Fiqh tentang Pernikahan (Pengertian dan hukum Perkawinan versi 4 Madzhab)

PENDAHULUAN
Latar Belakang
            Nikah adalah salah satu asas pokok hidup yang paling utama dalam pergaulan atau masyarakat yang sempurna. Pernikahan bukan saja merupakan satu jalan yang amat mulia untuk mengatur kehidupan rumah tangga dan keturunan, tetapi juga dapat dipandang sebagai satu jalan menuju pintu perkenalan antara suatu kaum dengan kaum lain, dan perkenalan itu akan menjadi jalan untuk menyampaikan pertolongan antara satu dengan yang lainnya.
            Sebenarnya pertalian nikah adalah pertalian yang seteguh-teguhnya dalam hidup dan kehidupan manusia, bukan saja antara suami isteri dan keturunannya, melainkan antara dua keluraga. Dari baiknya pergaulan antara suami dengan isterinya, kasih-mengasihi, akan berpindah kebaikan itu kepada semua keluarga dari ke dua belah pihak tersebut, sehingga mereka menjadi satu dalam segala urusan bertolong-menolong sesamanya dalam menjalankan kebaikan dan mencegah segala kejahatan. Selain itu, dengan pernikahan seseorang akan  terpelihara dari kebinasaan hawa nafsunya.

**Data Terekstraksi:**
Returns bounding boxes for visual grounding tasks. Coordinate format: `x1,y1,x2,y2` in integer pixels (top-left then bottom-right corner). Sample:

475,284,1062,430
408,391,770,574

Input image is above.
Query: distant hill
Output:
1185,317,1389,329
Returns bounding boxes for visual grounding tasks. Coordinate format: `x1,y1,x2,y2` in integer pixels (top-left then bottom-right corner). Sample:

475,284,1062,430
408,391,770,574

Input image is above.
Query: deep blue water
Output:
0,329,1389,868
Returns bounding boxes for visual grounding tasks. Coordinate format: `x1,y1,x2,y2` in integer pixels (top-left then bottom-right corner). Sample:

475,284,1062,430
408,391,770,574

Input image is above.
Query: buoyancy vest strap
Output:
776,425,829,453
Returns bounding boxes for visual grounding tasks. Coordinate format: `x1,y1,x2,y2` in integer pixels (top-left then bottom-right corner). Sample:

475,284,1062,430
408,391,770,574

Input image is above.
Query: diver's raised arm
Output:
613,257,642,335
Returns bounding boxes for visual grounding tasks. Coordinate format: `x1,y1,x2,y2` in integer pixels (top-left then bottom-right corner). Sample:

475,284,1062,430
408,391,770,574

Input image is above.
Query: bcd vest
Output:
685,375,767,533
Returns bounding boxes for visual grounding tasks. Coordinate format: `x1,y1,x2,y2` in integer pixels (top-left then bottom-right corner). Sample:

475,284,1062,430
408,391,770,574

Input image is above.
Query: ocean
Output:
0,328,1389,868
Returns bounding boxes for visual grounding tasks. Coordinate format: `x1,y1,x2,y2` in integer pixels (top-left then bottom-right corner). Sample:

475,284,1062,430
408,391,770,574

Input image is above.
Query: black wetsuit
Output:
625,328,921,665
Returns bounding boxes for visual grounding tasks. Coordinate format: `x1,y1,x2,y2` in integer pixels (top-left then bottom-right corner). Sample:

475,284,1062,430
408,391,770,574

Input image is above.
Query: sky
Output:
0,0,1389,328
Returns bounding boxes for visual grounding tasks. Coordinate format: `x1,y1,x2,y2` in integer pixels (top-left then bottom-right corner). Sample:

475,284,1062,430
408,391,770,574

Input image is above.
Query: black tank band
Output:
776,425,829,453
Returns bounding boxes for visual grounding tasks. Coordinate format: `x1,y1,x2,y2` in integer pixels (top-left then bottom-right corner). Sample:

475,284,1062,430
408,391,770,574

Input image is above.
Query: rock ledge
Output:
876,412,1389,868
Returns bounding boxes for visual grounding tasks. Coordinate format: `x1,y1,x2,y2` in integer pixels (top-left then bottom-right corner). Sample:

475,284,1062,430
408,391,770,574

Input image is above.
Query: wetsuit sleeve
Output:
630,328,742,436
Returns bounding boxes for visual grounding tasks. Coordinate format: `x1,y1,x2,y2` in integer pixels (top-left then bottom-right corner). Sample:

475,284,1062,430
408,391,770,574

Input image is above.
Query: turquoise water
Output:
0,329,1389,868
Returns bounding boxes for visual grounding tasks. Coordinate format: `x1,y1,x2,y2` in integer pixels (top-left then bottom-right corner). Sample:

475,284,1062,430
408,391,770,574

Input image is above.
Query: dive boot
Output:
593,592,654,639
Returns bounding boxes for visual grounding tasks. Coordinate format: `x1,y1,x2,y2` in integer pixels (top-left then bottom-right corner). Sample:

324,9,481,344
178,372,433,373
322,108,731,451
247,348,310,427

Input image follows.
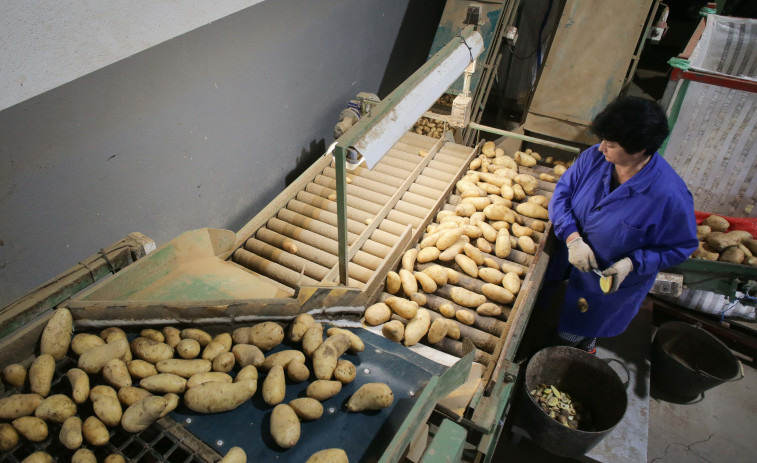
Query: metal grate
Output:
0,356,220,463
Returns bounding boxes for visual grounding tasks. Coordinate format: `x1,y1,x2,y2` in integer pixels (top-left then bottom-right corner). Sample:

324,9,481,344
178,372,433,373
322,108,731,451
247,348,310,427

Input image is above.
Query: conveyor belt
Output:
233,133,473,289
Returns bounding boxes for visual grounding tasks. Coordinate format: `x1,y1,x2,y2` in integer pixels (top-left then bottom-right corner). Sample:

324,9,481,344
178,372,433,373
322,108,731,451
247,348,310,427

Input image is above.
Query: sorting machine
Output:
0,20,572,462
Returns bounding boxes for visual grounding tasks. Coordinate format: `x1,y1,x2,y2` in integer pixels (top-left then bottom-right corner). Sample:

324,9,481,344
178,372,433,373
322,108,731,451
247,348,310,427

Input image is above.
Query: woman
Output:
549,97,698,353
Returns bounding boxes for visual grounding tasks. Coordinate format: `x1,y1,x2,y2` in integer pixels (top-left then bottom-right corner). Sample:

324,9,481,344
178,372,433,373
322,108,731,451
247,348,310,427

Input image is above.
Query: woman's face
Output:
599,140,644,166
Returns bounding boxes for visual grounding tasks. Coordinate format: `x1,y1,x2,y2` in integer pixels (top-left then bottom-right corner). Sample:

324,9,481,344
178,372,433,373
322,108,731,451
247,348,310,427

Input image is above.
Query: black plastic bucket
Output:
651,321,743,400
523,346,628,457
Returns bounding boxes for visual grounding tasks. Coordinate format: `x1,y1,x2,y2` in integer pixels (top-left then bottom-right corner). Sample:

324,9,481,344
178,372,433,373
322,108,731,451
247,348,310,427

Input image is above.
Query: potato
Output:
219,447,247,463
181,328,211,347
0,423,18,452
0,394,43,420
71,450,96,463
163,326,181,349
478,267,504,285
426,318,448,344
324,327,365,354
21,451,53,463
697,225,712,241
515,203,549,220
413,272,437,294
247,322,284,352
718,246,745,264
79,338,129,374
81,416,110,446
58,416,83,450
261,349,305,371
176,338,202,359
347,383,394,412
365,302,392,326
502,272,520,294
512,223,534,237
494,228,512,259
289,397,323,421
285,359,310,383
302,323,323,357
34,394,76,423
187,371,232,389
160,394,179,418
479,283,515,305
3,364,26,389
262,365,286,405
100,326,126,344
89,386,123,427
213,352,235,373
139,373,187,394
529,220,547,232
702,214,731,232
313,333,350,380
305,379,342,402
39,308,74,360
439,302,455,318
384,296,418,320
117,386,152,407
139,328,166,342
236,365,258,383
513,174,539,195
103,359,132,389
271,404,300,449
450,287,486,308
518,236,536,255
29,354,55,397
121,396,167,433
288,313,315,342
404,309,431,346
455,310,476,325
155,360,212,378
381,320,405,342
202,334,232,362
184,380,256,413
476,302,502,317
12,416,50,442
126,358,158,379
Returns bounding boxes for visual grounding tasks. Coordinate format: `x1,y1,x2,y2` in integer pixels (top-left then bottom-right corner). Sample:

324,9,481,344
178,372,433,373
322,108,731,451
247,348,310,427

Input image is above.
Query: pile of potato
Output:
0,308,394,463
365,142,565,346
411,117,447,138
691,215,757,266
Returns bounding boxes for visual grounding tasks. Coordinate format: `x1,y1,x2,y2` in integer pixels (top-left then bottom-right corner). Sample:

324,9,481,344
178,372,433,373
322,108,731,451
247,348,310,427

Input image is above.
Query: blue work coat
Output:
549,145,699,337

**Tujuan Latihan:**
Jawablah pertanyaan berikut berdasarkan petikan tentang pernikahan.
(a) Pernikahan dapat dipandang sebagai jalan menuju apa?
(b) Kebaikan dari pergaulan suami dengan isterinya akan berpindah kepada siapa?
(c) Dengan pernikahan, seseorang akan terpelihara dari apa?
Item yang disertakan tidak diperlukan dalam latihan ini.

**Jawaban Lengkap:**
(a) Menuju pintu perkenalan antara suatu kaum dengan kaum lain.
(b) Kepada semua keluarga dari kedua belah pihak.
(c) Dari kebinasaan hawa nafsunya.